MG: Although the sessions were intensely creative we also had lots of fun, especially in the making of ‘Moonchild’. It was one of Ian and Pete’s ideas for a wistful song, but without an ending, and this invited an instrumental extension whether or not it would return to the melody.
So when the song section ended, our little trio of Robert, Ian and myself carried on spontaneously without a care about what might happen, where it would go and how or when it would end. I was pussy-footing mainly on tom-toms muffled with fluffy yellow dusting cloths. Ian had parked his Mellotron in an underground keyboard park and came back to find himself standing behind an abandoned vibraphone which, as a multi-instrumentalist, he was compelled to play. Robert was perched on a stool in his preferred position as guitar master, with no inclination towards fingering the holes in a water-filled ocarina.
Ian was floating on the vibes, Robert was listening for a good moment to creep in, and I was enjoying their sounds waiting for an opportunity to respond. Our gently-as-you-go trio became more responsive to each other’s spontaneous playing as we went on. We were playing and listening simultaneously in a beautiful bubble of musical awareness, which often happens when surrendering egotistic desires to the unknown energy of nature and the universe.

To-do list
[1] According to the 'Moonchild' passage, what were the tom-toms muffled with?
[2] Retype the part of the 'Moonchild' passage that opens with the words containing "Ian was floating" and closes with "and the universe.".

Recorded information
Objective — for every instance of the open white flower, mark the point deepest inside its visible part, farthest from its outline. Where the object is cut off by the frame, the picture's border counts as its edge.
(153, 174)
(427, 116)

Answers by task
[1] Fluffy yellow dusting cloths.

[2]
Ian was floating on the vibes, Robert was listening for a good moment to creep in, and I was enjoying their sounds waiting for an opportunity to respond. Our gently-as-you-go trio became more responsive to each other’s spontaneous playing as we went on. We were playing and listening simultaneously in a beautiful bubble of musical awareness, which often happens when surrendering egotistic desires to the unknown energy of nature and the universe.